▸ Job A:
Condense the paragraph of the post about covariance that begins "That capability is on both languages" into a shorter version that keeps its main facts.
▸ Job B:
Repeat the passage of the post about covariance from "Another good example" to "useless exercise, e.g.", renaming "languages" to "programming languages".
▸ Job C:
Translate this sentence from the post about covariance into Spanish: "And that power should extend to generics as well."

▸ Text to read:

━━━━━━━━━━━━━━━━

This covariance is possible in C#:
IEnumerable<A> a = new List<A>();
IEnumerable<B> b = new List<B>();
a = b;
...
class A {
}
class B : A {
}
This is not possible in Java: (Iterable: Seen in this question Java Arrays & Generics : Java Equivalent to C# IEnumerable<T>).
Iterable<A> a = new ArrayList<A>();
Iterable<B> b = new ArrayList<B>();
a = b;
...
class A {
}
class B extends A {
}
With Iterable, Java doesn't see those two collection are covariance
Which iterable/enumerable interface in Java that can facilitate covariance?
Another good example of covariance, given the same A class and B class above, this is allowed on both Java and C# :
A[] x;
B[] y = new B[10];
x = y;
That capability is on both languages from their version 1. It's nice that they are making progress to make this a reality on generics. C# has lesser friction though in terms of syntax.
Covariance is a must on all OOP languages, otherwise OOP inheritance will be a useless exercise, e.g.
A x;
B y = new B();
x = y;
And that power should extend to generics as well.

━━━━━━━━━━━━━━━━

▸ Records provided:
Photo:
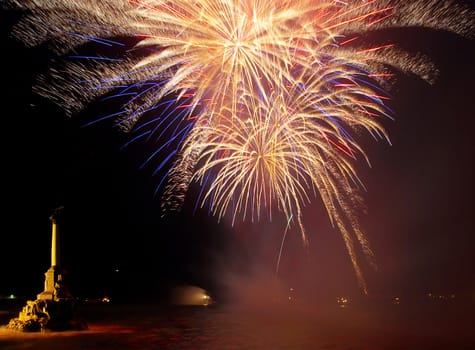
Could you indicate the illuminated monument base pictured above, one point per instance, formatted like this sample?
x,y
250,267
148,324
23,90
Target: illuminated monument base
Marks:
x,y
54,308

━━━━━━━━━━━━━━━━

▸ Right answer A:
Both languages have had this capability since version 1, and they are making progress toward making it work with generics, though C# has less syntactic friction.

▸ Right answer B:
Another good example of covariance, given the same A class and B class above, this is allowed on both Java and C# :
A[] x;
B[] y = new B[10];
x = y;
That capability is on both programming languages from their version 1. It's nice that they are making progress to make this a reality on generics. C# has lesser friction though in terms of syntax.
Covariance is a must on all OOP programming languages, otherwise OOP inheritance will be a useless exercise, e.g.

▸ Right answer C:
Y ese poder también debería extenderse a los genéricos.